- [Passage shown]
# hibernation already ???



## booyea797 (Aug 27, 2011)

Hey guys so I was out of town this weekend and my mom is watching my baby 2011 extreme and she said hes not eating and sleeping all day comes out some water then goes burrow and burrows deep where they can't find him is he ok is he going to sleep soon or just miss me  he won't really eat either


----------



## james.w (Aug 27, 2011)

Could be slowing down to start hibernation. Just follow his lead.


----------



## herpgirl2510 (Aug 28, 2011)

Could be I know Chevy went down in the middle of August last year he is a 2010.


----------



## booyea797 (Aug 28, 2011)

He doesn't want to come out and sleeps under his watrrbowl now shouldbi try to feed him or what I need tips for hibernation and info asap


----------



## herpgirl2510 (Aug 29, 2011)

Check out the hibernation forum there are many threads about this.


----------



## Rhetoric (Aug 29, 2011)

Gurus slowed down quite a bit. He's only been eating 2x a week for the last month or so. He's only coming out for a couple hours and then hes back in his man cave for the rest of the night.


----------



## Dirtydmc (Aug 30, 2011)

herpgirl2510 said:


> Could be I know Chevy went down in the middle of August last year he is a 2010.


 Chevy is my daughters nickname. 

Sorry for snibbing your thread.

- [Material provided]
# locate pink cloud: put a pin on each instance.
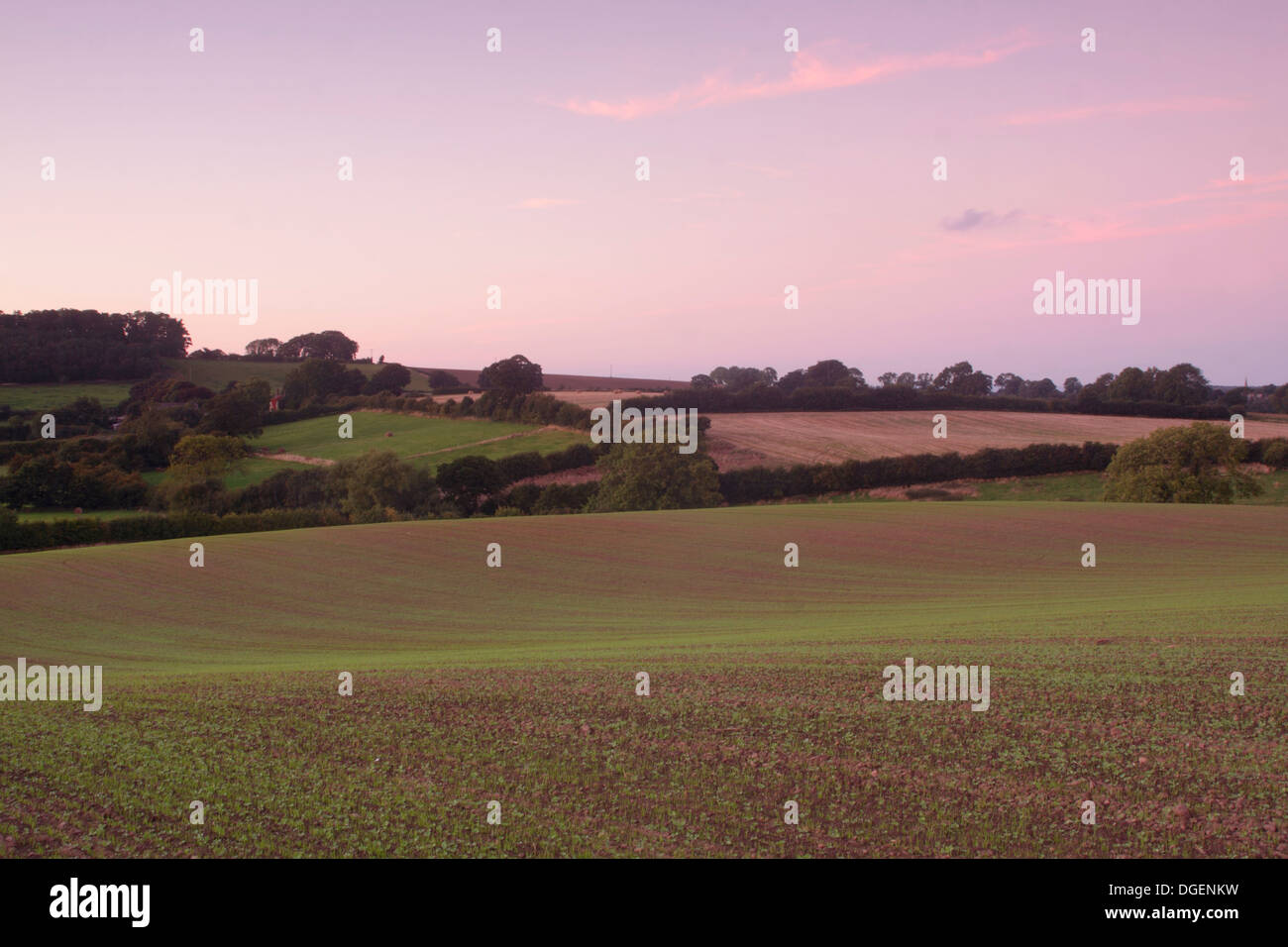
(1194, 103)
(542, 202)
(807, 73)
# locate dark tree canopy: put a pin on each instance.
(86, 344)
(390, 377)
(511, 376)
(330, 344)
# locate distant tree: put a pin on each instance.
(263, 348)
(155, 436)
(1008, 382)
(832, 372)
(377, 480)
(389, 377)
(655, 476)
(331, 344)
(793, 380)
(1131, 384)
(1194, 464)
(465, 480)
(239, 410)
(962, 379)
(1181, 384)
(205, 457)
(443, 379)
(511, 376)
(1043, 388)
(317, 379)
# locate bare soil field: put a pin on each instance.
(578, 382)
(827, 437)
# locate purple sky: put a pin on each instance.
(768, 169)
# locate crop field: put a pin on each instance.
(429, 440)
(784, 438)
(518, 684)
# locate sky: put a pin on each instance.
(768, 167)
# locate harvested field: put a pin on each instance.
(828, 437)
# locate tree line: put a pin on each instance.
(829, 384)
(86, 344)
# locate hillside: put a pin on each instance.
(518, 684)
(578, 382)
(797, 437)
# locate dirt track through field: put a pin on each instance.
(784, 438)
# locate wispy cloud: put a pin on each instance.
(1193, 103)
(807, 73)
(542, 202)
(763, 169)
(971, 218)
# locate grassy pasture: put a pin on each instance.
(516, 684)
(50, 395)
(828, 437)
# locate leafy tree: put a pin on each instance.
(154, 436)
(1008, 382)
(511, 376)
(1132, 384)
(1193, 464)
(1181, 384)
(443, 379)
(962, 379)
(206, 457)
(320, 377)
(468, 479)
(331, 344)
(377, 480)
(832, 372)
(1043, 388)
(263, 348)
(793, 380)
(240, 410)
(655, 476)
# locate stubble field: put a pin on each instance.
(782, 438)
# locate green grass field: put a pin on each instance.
(518, 684)
(215, 375)
(211, 373)
(428, 440)
(52, 395)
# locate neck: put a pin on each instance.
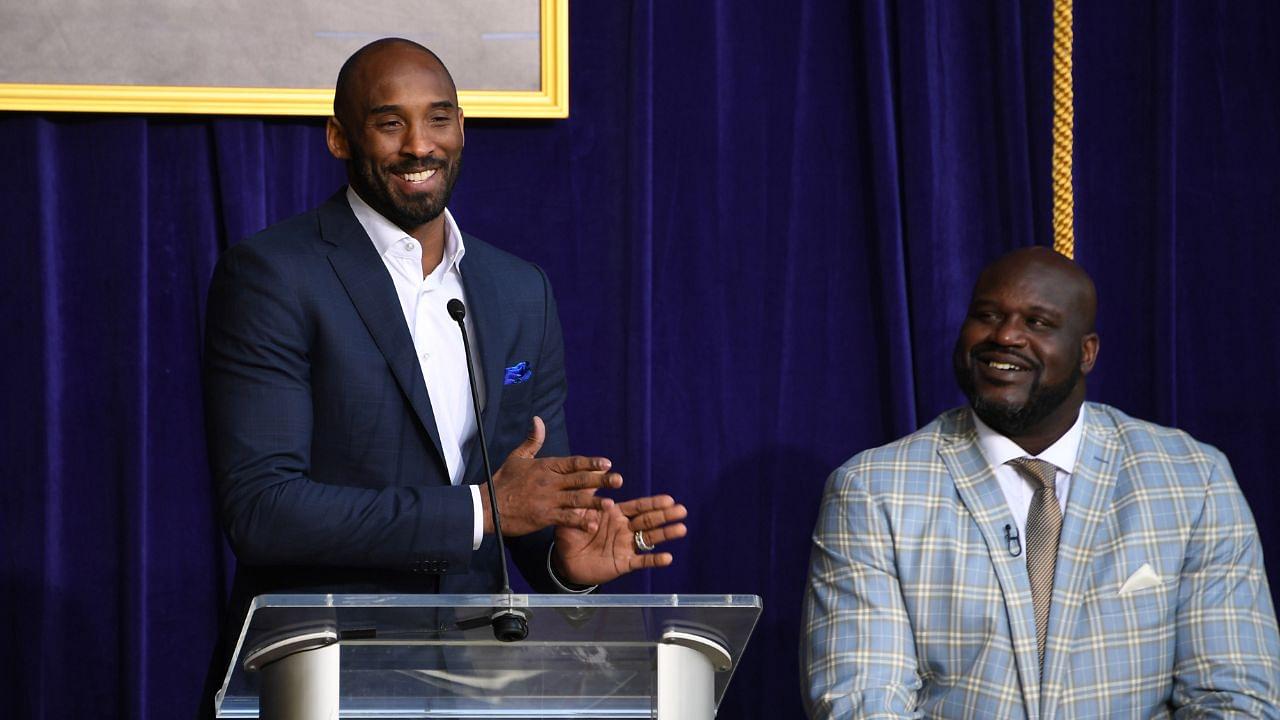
(1048, 431)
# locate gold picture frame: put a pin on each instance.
(549, 101)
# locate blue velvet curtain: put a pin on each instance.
(762, 219)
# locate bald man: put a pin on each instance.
(1034, 555)
(342, 433)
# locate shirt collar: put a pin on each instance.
(999, 449)
(387, 235)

- [Stated exercise] Please pull out the section of the hibernation thread above, starting at "He doesn't want" and ending at "herpgirl2510 (Aug 29, 2011)", word for word.

- [Final result]
He doesn't want to come out and sleeps under his watrrbowl now shouldbi try to feed him or what I need tips for hibernation and info asap


----------



## herpgirl2510 (Aug 29, 2011)